(EXERCISE GOAL)
Continue the discussion comparing Substack and Medium, picking up after its final comment.
***** SOURCE PASSAGE *****
When I visit Substack posts it still feels like Medium to me but I'm not too sure if it's just my negative bias towards these publishing platforms generally or an actual issue I have with Substack.
Would you be willing to share what makes Substack better or different from Medium to someone who will never use either? I just have noticed a huge amount of techies use Substack and from the name I can deduce it's geared for a more tech-focused audience.
As someone who has read Substack and Medium articles on mobile, Substack has less clutter than Medium, and also doesn't require you to sign up to read the rest of the article like Medium or restrict you. Also, Substack is far more reliable than Medium, as Medium articles often times failed to deliver the article, requires you to use alternative front-end like Scribe[0].
(IMO) Substack is not geared more for a tech-focused audience; the difference between it and Medium is that Substack is focused on newsletters, not blogging, and was always laser-focused on monetizing an audience. (That aspect of Medium wasn't there from the start, and Medium has thrown a lot of monetizing strategies at the wall to see if they'd stick.) Substack is arguably competing as much with Patreon as it is with Medium.
Medium has bigger issues than its implementation. It quickly turned into the platform for relatively vacuous and self-gratifying posts that are basically “This is the deep insight I would share if I gave a TED talk”. I generally avoid going there since the quality of content is down there with long form LinkedIn posts.
This. Its content is largely written by people who seem to feel that their own opinion has some intrinsic value to other people (I used to be one of them). Doing research and focusing on weighing opposing viewpoints is too much work. Really cuts into the cathartic act of spewing words out into the world.
what you describe only happens to a "social network" where it's not a marketplace of content but of social credits instead. What you describe will not happen to substack same way it did not happen to youtube: people are here to sell content and make money, instead of selling their personal brand to make money elsewhere.
There are plenty of vapid self-aggrandizing talks on YouTube. Overacted stuff seems to have more success with the algorithm than slick marketer-style content, but I'm not sure that's an improvement.
I personally have more of an issue with people who have nothing interesting to sell, and make content to sell themselves intead. I dont have any quible with people who work hard to make and sell content. If you dont like their content you dont buy it, the martket is working.
The difference, I think, is that nobody goes to "Substack", they go to particular people on Substack. The existence of low-quality stuff on Substack doesn't have any impact on me at all, since I never see it and don't have to interact with it.
I suppose there is someone out there who actually browses the Substack front page, but this is very far from being the dominant mode for substack content.
Isn't it literally the same with Medium? People go to Medium posts from Google and co, and maybe subscribe to a specific Medium poster. Medium tries to do recommendations "since you've read X you might like Y" which are fine, but i doubt many people go to Medium.
I wasn't even aware there was such a thing, all substack content I consume I found organically. I'm sure it's much the same for the majority of their readers.
***** RAW RECORDS *****
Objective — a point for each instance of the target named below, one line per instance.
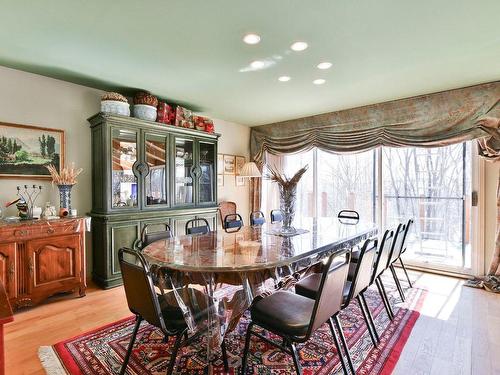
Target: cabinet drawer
(21, 234)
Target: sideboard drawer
(55, 230)
(37, 231)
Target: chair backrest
(200, 229)
(232, 221)
(257, 218)
(276, 216)
(348, 214)
(409, 224)
(226, 208)
(363, 272)
(397, 243)
(147, 238)
(331, 289)
(139, 289)
(384, 251)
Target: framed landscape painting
(229, 164)
(25, 150)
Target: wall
(490, 211)
(235, 140)
(31, 99)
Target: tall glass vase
(65, 196)
(288, 196)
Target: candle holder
(29, 195)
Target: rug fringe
(50, 361)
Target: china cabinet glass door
(184, 168)
(155, 182)
(124, 157)
(207, 174)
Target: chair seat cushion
(308, 286)
(284, 312)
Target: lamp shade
(250, 170)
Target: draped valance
(425, 121)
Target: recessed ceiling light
(257, 64)
(251, 39)
(324, 65)
(299, 46)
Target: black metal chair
(295, 318)
(397, 245)
(150, 237)
(348, 216)
(358, 281)
(199, 229)
(403, 249)
(380, 265)
(229, 218)
(146, 304)
(276, 216)
(257, 218)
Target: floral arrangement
(67, 176)
(288, 195)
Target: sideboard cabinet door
(52, 263)
(8, 268)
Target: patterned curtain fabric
(489, 149)
(438, 119)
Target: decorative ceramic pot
(115, 107)
(144, 97)
(145, 112)
(65, 196)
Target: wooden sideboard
(40, 258)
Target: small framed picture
(229, 164)
(240, 162)
(220, 164)
(26, 151)
(240, 181)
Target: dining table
(214, 277)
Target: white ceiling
(191, 51)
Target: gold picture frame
(229, 164)
(26, 150)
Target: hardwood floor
(458, 331)
(59, 319)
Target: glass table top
(255, 248)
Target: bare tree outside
(430, 185)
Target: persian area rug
(102, 350)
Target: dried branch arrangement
(287, 183)
(66, 177)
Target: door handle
(31, 267)
(11, 271)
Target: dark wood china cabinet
(143, 173)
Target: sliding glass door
(433, 186)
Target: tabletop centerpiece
(65, 180)
(287, 187)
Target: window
(332, 183)
(431, 185)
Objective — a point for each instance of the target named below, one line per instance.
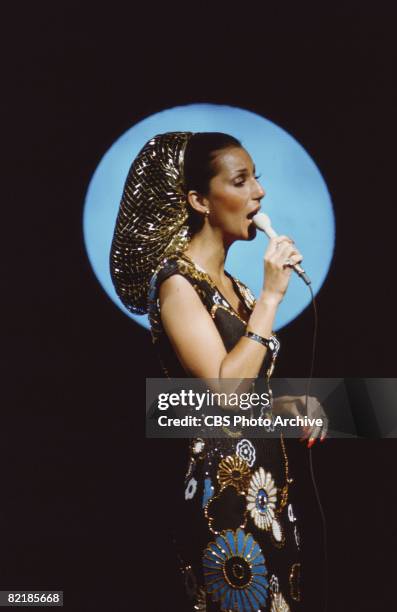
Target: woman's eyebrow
(245, 170)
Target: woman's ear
(197, 201)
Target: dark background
(86, 499)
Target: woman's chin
(251, 231)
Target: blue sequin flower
(235, 572)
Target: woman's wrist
(269, 298)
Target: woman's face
(234, 193)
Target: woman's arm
(193, 333)
(196, 340)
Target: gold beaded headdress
(151, 222)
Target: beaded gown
(237, 526)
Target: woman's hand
(281, 254)
(295, 405)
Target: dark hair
(199, 167)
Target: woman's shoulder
(245, 292)
(178, 264)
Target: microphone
(262, 222)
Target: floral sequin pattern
(246, 451)
(279, 604)
(261, 499)
(235, 572)
(234, 471)
(191, 489)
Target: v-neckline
(234, 283)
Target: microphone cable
(322, 514)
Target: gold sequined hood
(151, 222)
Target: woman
(187, 198)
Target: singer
(188, 197)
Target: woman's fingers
(276, 243)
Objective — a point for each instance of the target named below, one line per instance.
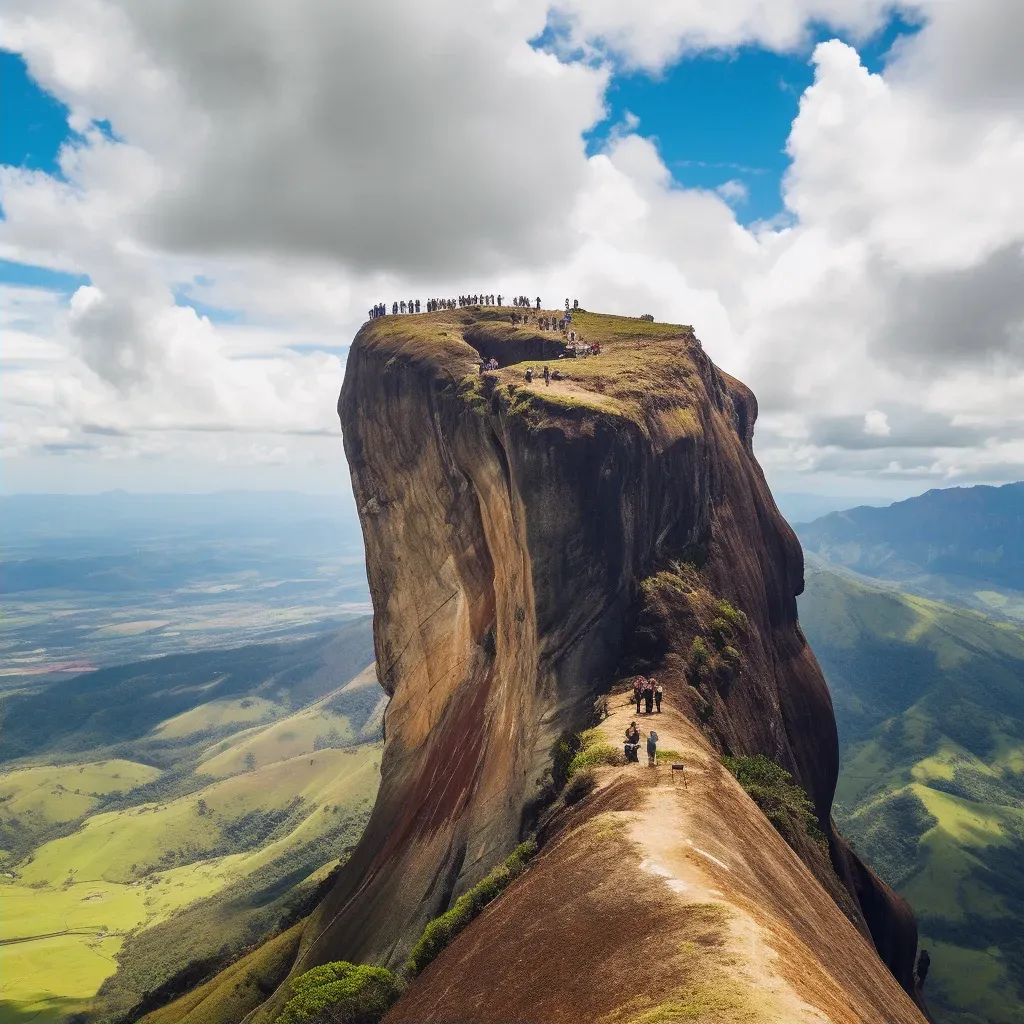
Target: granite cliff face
(529, 547)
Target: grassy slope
(212, 864)
(930, 705)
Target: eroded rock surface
(529, 546)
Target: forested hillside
(930, 706)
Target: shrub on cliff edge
(442, 930)
(341, 993)
(774, 791)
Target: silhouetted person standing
(924, 963)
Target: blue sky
(716, 118)
(726, 117)
(845, 314)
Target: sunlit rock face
(528, 547)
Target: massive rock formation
(528, 546)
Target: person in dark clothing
(632, 743)
(924, 963)
(651, 748)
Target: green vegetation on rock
(773, 790)
(341, 993)
(442, 930)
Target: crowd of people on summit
(434, 305)
(576, 347)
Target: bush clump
(721, 633)
(698, 653)
(442, 930)
(580, 786)
(774, 791)
(733, 616)
(341, 993)
(593, 754)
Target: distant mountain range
(962, 545)
(929, 701)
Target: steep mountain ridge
(528, 546)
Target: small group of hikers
(648, 692)
(548, 375)
(631, 744)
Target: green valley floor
(170, 852)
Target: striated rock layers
(528, 546)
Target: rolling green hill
(930, 707)
(225, 788)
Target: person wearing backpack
(638, 691)
(632, 742)
(651, 748)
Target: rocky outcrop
(528, 546)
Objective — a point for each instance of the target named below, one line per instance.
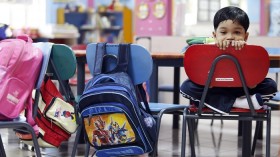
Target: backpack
(20, 64)
(55, 118)
(115, 114)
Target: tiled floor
(213, 141)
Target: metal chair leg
(2, 150)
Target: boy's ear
(246, 36)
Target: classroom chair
(209, 66)
(20, 122)
(275, 101)
(139, 69)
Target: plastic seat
(238, 70)
(139, 69)
(20, 122)
(275, 103)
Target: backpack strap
(141, 94)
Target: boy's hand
(223, 44)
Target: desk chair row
(158, 109)
(201, 54)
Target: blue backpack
(115, 113)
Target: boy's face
(229, 30)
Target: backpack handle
(100, 51)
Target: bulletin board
(153, 17)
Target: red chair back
(254, 62)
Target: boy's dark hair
(231, 13)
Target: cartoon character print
(119, 134)
(100, 134)
(57, 112)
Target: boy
(230, 29)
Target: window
(207, 9)
(23, 13)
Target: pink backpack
(20, 64)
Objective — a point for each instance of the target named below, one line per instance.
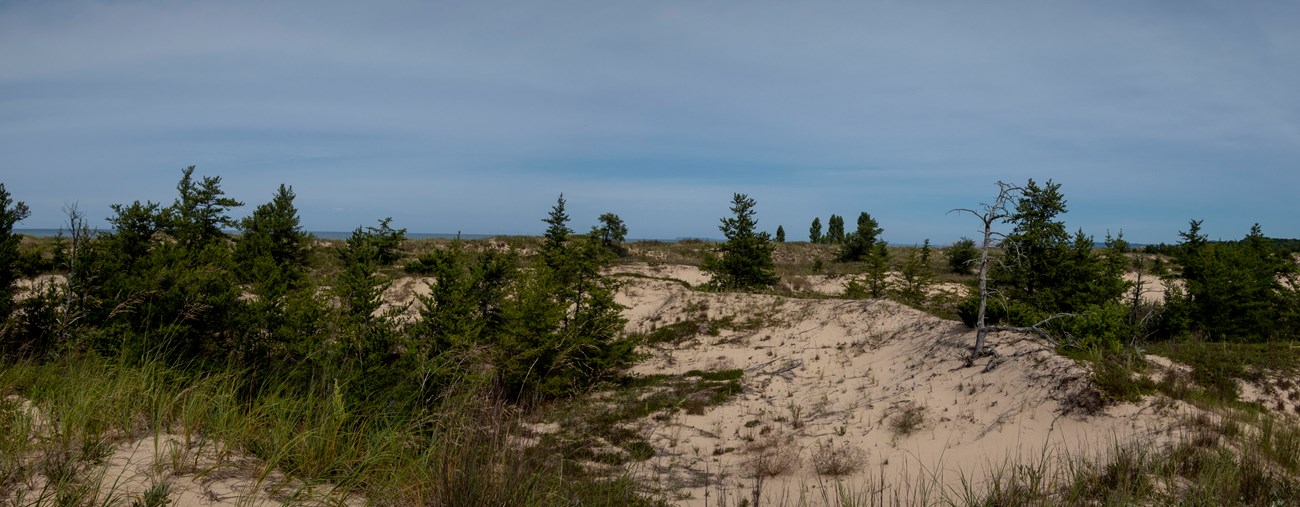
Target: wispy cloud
(473, 116)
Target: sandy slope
(820, 371)
(190, 469)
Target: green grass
(463, 453)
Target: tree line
(1039, 276)
(169, 282)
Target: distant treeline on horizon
(345, 234)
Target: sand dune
(878, 380)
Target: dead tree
(988, 215)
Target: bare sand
(885, 384)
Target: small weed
(908, 421)
(839, 460)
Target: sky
(475, 116)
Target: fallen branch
(1036, 328)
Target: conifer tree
(611, 233)
(746, 256)
(859, 243)
(272, 245)
(11, 213)
(835, 230)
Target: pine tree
(859, 243)
(611, 233)
(272, 246)
(835, 230)
(746, 256)
(11, 213)
(557, 233)
(200, 212)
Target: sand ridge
(884, 382)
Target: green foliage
(11, 213)
(563, 326)
(858, 245)
(746, 256)
(1047, 272)
(611, 233)
(161, 280)
(272, 247)
(557, 233)
(835, 230)
(199, 212)
(875, 278)
(1231, 291)
(464, 304)
(962, 256)
(915, 276)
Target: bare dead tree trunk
(79, 232)
(988, 215)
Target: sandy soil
(885, 384)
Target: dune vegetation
(186, 356)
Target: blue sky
*****
(TASK ANSWER)
This is the Pareto principle at play, it’s the consequence of accessibility. But I’ve also found completely indie blogs that remind me of the Web 1.0/early 2.0 days.
This made me laugh! You're so right. Luckily I made no claims to the contrary otherwise it would be rather awkward. As I said in the article though, I enjoy reading other people's thoughts. Hopefully others feel the same about mine one way or another, though you can't please everyone.
> “This is the deep insight I would share if I gave a TED talk”
I don't think we should be too harsh about that sort of thing. It's hard for people to learn how to have deep insights or how to communicate them if we are hyper critical of everything that isn't a perfectly formed nugget of transcendental genius. People need a bit of license to be over-excited about their own insights or over-optimistic or slightly prententious as they work out their voice. Sure, it's annoying, and taken too far it can be very unpleasant, but it's also probably a necessary part of learning to do and share anything creative.
Yeah, this is why I left Medium too. It felt like the most successful people there were the kind of bland 'self help gurus' that posted meaningless platitudes on a regular basis, and the suggested content in their newsletter would almost only suggest that stuff.
And I suspect the format of the platform encouraged that. Who is most likely to post on a platform where selling your writing for money was your foremost concern? Who would post their work on a platform where you have to sign in to view most articles?
Usually people who want to 'build a brand', or start a career in blogging/public speaking/whatever. The folks who just want to share their knowledge will pick a far less annoying service.
I agree. I just don’t know why it is so popular with scientific/tech folks, despite the fact that they don’t even support math notation and nice syntax highlighted code blocks.
I am wondering what other “medium” is worth paying attention to? Do twitter threads have the same issue? One difference might be that you could post wrong stuff on medium with impunity, but on twitter there is a sort of implicit crowd sourced review so you have to be thoughtful.
There are very "pretty" Hugo themes out there, and the setup is usually extremely straightforward.
But in general the UX is great. There's some terminology to learn if you want to get really deep, but it strikes a great balance, imho, between usability and customisability.
Couldn't agree more! If you didn't want a theme you could be up and running in an hour or you could spend a month making your own theme. I wanted something clean and fast to setup and load so I leaned on https://github.com/janraasch/hugo-bearblog
> It says I can continue to read if I sign up. So that's what I did. But then... I have been tricked into creating an account! This is a dark pattern, and I don't like it.
The screenshot literally says, “Read the rest of this story with a free account. Already have an account? <sign in>” and prompts you to link your google or Facebook account.
The Wikipedia dark patterns linked describes them as, “A dark pattern (also known as an anti-pattern or ‘Deceptive Design’) is ‘a user interface that has been carefully crafted to trick users into doing things, such as buying overpriced insurance with their purchase or signing up for recurring bills.’”
I don’t want to defend Medium, but their approach hardly strikes me as deceptive or particularly tricky. Annoying? Yes. Dark pattern? No.
You left out the content of the screenshot located between “But then…” and “I have been tricked into creating an account!” Like you said, the message said op could “read the rest of this story with a free account.” When op made an account, suddenly a paid membership was needed to read the rest of the article. You can argue whether it’s a dark practice but it’s certainly more deceptive than you make it out to be.
You are missing point - the dark pattern is that medium told the user in exchange for creating an account, they could read the rest of the store. They created an account and then were told they could not read the rest of the story. The sign up flow lied to them. It's the equivalent of an e-commerce site saying "Sign up to get 50% off any order" and then when you signed up there is no discount on your order.
I would say it's worse than a dark pattern. It's fraud. They say if you create a free account you'll be able to read the article, but then when you create the free account, you still can't read the article.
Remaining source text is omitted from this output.